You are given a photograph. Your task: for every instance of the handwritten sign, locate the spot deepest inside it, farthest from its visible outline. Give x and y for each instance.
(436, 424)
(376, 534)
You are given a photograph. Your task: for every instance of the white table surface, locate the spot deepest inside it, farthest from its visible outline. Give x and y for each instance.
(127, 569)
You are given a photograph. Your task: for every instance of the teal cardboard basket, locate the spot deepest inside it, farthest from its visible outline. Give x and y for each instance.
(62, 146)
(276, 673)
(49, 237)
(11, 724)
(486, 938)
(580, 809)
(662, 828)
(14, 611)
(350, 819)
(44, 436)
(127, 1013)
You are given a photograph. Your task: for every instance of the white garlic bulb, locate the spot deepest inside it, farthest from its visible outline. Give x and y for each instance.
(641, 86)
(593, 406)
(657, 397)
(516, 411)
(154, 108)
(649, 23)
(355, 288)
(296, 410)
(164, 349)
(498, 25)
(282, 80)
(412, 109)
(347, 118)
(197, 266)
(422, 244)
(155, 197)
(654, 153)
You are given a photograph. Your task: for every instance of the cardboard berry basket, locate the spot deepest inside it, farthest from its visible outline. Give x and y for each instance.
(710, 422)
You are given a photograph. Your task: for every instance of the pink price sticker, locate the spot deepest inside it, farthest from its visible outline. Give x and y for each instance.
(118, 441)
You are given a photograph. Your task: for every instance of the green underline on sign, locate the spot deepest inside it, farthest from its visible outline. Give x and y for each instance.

==

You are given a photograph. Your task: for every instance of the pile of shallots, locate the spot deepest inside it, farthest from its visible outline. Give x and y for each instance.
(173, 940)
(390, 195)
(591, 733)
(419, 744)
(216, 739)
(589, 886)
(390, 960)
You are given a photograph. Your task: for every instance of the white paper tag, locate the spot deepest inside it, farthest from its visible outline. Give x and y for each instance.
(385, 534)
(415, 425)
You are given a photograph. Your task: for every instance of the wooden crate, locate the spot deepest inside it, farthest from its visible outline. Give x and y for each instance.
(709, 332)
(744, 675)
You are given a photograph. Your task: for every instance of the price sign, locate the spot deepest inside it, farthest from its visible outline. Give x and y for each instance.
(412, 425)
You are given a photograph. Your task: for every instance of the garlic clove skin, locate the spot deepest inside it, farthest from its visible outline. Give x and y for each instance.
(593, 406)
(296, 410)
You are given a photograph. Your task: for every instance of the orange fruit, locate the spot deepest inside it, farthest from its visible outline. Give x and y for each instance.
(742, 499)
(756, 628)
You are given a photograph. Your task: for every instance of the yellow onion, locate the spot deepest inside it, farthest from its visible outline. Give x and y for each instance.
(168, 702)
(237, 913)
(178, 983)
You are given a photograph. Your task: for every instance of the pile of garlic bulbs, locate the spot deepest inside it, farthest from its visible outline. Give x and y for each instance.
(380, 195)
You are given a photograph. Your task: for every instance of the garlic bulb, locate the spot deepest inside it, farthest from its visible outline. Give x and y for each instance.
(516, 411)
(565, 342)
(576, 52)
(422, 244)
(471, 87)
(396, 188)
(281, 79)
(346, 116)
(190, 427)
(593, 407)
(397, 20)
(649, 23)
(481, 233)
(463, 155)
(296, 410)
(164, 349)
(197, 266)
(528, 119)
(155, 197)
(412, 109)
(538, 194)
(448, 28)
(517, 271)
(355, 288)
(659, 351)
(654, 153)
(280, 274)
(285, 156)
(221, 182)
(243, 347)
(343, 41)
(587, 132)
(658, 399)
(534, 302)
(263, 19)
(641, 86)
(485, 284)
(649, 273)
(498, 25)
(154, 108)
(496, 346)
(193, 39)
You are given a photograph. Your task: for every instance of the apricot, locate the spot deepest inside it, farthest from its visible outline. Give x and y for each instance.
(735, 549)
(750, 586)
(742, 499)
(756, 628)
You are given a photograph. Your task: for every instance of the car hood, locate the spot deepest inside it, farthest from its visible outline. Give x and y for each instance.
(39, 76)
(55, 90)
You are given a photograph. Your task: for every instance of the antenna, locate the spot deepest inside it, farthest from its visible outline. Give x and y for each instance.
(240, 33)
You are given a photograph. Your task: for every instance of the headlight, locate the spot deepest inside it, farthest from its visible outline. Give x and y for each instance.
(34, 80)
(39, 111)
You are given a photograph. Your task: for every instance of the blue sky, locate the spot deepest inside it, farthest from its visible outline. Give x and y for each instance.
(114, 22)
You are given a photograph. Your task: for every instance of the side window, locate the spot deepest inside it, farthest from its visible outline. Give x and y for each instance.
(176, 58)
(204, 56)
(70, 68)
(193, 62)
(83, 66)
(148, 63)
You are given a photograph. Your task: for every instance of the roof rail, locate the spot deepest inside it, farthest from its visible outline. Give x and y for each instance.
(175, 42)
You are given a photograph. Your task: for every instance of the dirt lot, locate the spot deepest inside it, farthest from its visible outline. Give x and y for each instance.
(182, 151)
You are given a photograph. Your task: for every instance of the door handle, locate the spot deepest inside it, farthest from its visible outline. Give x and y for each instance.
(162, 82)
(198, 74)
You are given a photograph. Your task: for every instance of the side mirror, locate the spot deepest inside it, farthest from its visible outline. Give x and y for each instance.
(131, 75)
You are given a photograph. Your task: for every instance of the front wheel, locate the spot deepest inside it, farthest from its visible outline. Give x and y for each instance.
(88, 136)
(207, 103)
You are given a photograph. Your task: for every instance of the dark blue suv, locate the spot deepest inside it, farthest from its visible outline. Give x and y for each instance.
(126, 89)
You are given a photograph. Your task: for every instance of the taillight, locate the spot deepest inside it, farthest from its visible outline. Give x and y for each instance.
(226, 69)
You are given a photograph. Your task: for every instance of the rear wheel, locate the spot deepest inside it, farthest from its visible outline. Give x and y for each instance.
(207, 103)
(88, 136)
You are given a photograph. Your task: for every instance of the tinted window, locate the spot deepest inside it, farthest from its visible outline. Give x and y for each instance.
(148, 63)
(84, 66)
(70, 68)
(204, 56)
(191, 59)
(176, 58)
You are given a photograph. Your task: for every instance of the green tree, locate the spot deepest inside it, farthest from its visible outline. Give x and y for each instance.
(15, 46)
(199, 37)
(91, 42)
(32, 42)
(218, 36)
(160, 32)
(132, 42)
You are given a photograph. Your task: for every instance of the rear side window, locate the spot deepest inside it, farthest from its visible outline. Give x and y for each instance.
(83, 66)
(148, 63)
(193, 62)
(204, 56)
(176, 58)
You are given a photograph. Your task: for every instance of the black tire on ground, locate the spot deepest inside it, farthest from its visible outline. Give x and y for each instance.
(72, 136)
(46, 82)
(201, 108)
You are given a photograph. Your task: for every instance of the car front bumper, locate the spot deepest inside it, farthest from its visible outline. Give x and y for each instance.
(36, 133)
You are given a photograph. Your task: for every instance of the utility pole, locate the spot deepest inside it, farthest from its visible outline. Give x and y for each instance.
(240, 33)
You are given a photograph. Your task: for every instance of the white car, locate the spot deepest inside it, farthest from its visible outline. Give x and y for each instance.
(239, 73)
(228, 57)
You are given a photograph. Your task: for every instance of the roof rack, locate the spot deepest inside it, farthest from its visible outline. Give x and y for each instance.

What you should do: Reproduce word for word the lines of data starting with the line that contains "of the utility" and going on through the line that contains "roof rack, locate", both included.

Problem solution:
You are given a photograph. Your task: for every instance of the utility pole, locate the spot deepest inside it, farthest from its visible outline. Give x and y for each instance.
(240, 33)
You are given a photograph. Your task: for every instance of the white car, locate the spot deepest inside it, farthest from its visible outline. Give x and y for each instance.
(239, 73)
(228, 57)
You are given a photograph. Your task: for every instance of the roof rack, locate the spot deepest inside it, farthest from its visible outline. Give x and y for each instance.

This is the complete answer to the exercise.